_TASK ITEM_
An acceptable answer contains each line of the material, unchanged.

--- START ---

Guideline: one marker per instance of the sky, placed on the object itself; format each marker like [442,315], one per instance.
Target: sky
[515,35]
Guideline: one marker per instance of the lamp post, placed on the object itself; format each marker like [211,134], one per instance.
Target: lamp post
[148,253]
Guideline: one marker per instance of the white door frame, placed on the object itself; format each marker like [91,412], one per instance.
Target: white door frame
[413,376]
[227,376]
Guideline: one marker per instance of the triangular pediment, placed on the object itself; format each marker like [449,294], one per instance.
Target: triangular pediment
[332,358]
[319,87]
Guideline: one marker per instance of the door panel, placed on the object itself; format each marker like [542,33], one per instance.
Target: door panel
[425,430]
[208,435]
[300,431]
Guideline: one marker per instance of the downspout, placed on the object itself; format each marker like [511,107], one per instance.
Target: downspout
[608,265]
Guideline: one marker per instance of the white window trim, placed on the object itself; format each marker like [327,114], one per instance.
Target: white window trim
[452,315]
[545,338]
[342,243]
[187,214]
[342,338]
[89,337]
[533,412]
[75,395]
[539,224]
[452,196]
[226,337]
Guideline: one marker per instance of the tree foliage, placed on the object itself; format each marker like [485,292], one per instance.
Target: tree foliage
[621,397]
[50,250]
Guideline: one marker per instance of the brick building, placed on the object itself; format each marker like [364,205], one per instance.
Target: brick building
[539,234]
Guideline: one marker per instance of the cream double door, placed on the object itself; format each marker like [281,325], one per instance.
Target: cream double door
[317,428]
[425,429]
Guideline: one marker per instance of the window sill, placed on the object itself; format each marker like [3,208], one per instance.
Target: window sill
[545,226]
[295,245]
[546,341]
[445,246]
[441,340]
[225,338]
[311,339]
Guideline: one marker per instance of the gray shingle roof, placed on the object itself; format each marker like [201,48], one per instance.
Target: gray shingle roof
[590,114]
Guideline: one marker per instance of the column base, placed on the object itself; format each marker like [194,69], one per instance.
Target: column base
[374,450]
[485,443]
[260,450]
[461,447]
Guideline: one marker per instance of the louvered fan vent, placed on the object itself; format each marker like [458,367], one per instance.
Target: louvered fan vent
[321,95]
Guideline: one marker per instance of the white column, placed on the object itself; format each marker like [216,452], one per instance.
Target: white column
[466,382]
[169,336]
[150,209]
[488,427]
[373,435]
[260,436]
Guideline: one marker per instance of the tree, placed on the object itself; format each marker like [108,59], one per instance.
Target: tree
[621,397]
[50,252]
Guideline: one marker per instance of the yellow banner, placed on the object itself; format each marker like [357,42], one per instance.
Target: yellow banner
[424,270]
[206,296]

--- END ---

_YOUR SOLUTION_
Guideline: one marker per instance of the sky, placed on the object itself; format each marker like [442,315], one per instance.
Target: sky
[515,35]
Guideline: one marker per instance of the lamp post, placed on the object itself; format each marker like [211,134], one per instance.
Target: lamp post
[148,253]
Guideline: one marker per instance of the white door frame, placed on the object itself; format each marker like [91,412], one per instance.
Target: white door frame
[413,376]
[227,376]
Guideline: one marker per instance of the triangular pediment, placed on the object itself; format each marker like [449,294], one per instance.
Target: triangular pediment
[332,358]
[319,87]
Guideline: one marker per instance of the door panel, placed on the object itself; format each marker like [542,33], one per instance.
Target: door panel
[425,430]
[208,435]
[300,431]
Guideline: one marker per instance of the downspout, placed on the object itself; format each marker like [511,107], one per instance.
Target: downspout
[608,265]
Guideline: one marker per instance of the white window trim, placed on the object itself; format each marker like [327,114], one per instance.
Target: white window trim
[452,315]
[545,338]
[342,243]
[187,214]
[342,338]
[89,337]
[533,412]
[75,395]
[539,224]
[452,196]
[226,337]
Guideline: one marker per instance of the tree foliage, placed on the object itself; format each marker like [485,292], one per instance.
Target: tree foliage
[621,397]
[50,250]
Guideline: one marker per instance of the brick building, placed on the object itself; format each marker like [364,205], one per instance.
Target: brick building
[539,234]
Guideline: one marker per instance of the cream double door, placed on the object itself; format each marker like [281,325], one per instance.
Target: cream double door
[317,428]
[425,429]
Guideline: one marker per instance of the window sill, placed on the object itself; format each marker like [3,208], one per instance.
Target: window sill
[545,226]
[295,245]
[546,341]
[445,246]
[441,340]
[225,338]
[311,339]
Guideline: one marker per instance of the gray shingle roof, placed on the object itself; format each marker like [201,48], one per instance.
Target: gray shingle roof
[590,114]
Guideline: one marker per instance of the column base, placed on the object itself; format each marker like [194,69], one per instance.
Target: column base
[374,450]
[485,443]
[260,450]
[461,447]
Guideline: one marker per instance of the louvered fan vent, placed on the object itself; format each marker like [458,367], one per instance.
Target: louvered fan vent
[321,95]
Guideline: one marker per instance of the white column, placed on the object itself; format each marker like [216,452], one per instance.
Target: white column
[466,382]
[169,336]
[150,209]
[488,427]
[373,435]
[260,436]
Guideline: one marker per instance of the tree, placed on the object itself; format each marker like [108,59], one per instance.
Target: tree
[621,397]
[50,252]
Guideline: one marker per instance of the yellow banner, placed on the object itself; format each marker like [357,42], one per instance.
Target: yellow banner
[424,270]
[206,296]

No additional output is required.